[Dataset excerpt]
§
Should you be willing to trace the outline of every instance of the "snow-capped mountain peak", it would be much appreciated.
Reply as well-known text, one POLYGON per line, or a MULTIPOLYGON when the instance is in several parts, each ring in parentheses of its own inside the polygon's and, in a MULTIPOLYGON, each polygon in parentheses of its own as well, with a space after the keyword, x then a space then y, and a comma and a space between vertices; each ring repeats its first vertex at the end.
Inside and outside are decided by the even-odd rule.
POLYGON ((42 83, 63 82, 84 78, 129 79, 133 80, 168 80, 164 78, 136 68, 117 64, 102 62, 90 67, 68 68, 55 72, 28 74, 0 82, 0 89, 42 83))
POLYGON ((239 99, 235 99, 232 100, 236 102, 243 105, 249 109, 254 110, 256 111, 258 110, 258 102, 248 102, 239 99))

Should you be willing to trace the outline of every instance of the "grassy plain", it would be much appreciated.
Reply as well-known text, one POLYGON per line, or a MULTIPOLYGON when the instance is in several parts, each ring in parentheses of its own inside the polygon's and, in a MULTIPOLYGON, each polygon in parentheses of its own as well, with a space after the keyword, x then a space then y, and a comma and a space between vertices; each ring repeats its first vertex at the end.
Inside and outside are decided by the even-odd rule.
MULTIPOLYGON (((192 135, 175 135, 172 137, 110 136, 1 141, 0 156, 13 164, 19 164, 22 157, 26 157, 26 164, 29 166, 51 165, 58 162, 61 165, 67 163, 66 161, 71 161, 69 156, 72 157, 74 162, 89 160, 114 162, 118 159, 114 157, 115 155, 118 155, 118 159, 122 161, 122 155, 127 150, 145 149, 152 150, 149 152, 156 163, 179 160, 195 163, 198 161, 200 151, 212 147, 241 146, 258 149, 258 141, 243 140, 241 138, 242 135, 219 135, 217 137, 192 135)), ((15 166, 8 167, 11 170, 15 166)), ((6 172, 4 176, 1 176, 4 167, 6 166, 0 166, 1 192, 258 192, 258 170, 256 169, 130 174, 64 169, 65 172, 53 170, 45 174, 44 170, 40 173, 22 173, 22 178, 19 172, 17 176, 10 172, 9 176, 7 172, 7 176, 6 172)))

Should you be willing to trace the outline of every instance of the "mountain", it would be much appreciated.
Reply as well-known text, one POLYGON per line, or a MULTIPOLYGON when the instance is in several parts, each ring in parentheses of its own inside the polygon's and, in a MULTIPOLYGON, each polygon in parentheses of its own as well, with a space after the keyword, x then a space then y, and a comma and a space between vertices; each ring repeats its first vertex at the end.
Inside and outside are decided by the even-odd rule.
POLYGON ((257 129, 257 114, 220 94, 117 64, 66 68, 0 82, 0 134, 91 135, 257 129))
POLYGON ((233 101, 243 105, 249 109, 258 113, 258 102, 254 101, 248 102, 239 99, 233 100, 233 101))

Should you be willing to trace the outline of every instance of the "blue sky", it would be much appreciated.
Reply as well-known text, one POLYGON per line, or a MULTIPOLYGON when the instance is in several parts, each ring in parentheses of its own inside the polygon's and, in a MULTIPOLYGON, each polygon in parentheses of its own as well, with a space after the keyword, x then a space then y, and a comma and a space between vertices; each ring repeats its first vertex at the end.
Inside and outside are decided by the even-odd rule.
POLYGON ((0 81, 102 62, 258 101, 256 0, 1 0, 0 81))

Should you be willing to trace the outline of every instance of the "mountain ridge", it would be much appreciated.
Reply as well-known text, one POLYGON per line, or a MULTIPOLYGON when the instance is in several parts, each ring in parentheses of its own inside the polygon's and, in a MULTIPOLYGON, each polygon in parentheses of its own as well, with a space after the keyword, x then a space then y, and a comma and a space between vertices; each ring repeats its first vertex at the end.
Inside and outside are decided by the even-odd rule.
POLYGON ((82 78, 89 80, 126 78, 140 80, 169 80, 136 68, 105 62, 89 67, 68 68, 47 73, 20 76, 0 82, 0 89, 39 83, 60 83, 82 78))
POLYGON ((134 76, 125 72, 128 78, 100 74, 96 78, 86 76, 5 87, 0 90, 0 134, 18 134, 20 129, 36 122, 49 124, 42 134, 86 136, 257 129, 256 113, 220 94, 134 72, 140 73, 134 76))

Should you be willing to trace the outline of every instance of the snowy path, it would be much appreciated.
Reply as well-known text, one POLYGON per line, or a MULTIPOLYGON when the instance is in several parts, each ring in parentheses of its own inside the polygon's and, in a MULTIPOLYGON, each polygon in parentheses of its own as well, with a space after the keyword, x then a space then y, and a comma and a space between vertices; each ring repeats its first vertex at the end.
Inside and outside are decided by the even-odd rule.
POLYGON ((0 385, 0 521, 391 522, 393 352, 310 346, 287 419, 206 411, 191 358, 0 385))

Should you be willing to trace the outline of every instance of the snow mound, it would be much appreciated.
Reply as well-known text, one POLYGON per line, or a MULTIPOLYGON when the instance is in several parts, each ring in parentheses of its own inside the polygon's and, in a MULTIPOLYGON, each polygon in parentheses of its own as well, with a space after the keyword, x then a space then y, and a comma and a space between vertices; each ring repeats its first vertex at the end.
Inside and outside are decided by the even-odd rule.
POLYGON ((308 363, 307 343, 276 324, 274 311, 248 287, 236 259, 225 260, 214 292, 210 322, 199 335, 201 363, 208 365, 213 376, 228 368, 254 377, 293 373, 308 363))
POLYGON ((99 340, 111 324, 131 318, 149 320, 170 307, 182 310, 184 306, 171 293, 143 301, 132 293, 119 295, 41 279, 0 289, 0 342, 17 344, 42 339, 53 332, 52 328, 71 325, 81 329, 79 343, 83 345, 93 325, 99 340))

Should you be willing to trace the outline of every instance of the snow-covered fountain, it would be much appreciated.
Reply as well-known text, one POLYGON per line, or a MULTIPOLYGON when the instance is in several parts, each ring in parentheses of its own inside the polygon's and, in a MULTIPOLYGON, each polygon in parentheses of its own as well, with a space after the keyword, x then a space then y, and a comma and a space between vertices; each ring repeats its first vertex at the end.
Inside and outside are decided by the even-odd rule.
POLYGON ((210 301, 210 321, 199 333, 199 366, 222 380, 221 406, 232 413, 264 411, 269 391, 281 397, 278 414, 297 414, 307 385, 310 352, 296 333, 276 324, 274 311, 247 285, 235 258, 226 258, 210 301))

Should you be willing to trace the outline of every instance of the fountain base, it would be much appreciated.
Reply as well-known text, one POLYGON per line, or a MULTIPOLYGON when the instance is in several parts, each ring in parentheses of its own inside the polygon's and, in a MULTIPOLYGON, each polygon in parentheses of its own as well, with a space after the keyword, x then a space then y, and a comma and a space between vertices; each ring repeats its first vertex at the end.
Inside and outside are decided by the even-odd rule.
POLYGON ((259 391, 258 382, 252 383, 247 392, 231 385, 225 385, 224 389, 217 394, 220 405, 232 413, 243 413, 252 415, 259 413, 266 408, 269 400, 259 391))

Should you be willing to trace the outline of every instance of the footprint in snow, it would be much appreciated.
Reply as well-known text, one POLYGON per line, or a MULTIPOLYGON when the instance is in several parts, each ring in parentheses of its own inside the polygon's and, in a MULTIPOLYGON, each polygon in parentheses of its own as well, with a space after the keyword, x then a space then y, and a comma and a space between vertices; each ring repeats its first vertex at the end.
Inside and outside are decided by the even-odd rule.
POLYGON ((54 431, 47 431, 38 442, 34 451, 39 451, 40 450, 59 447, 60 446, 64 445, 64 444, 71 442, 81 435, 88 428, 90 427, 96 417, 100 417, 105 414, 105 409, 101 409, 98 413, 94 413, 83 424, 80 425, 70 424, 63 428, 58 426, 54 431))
§
Direction
Repeat everything from the start of the records above down to and including the line that contains "POLYGON ((239 99, 235".

Answer to this task
Should you be willing to trace the outline of every instance of the "snow-capped mountain peak", it would be much appreciated.
Reply as well-known text, one POLYGON per line, or a MULTIPOLYGON when the instance is in several parts, each ring in parentheses of its own inside the polygon's and, in a MULTIPOLYGON, each polygon in parentheses of its own as well, with a space after the keyword, x then a space then y, and a comma and a space between vertices; each ring repeats its first vertex at the end.
Inside and outside are decided by the even-odd rule.
POLYGON ((42 83, 63 82, 84 78, 129 79, 133 80, 168 80, 164 78, 136 68, 117 64, 102 62, 90 67, 68 68, 55 72, 28 74, 0 82, 0 89, 42 83))
POLYGON ((239 99, 235 99, 232 100, 236 102, 243 105, 249 109, 254 110, 256 111, 258 110, 258 102, 248 102, 239 99))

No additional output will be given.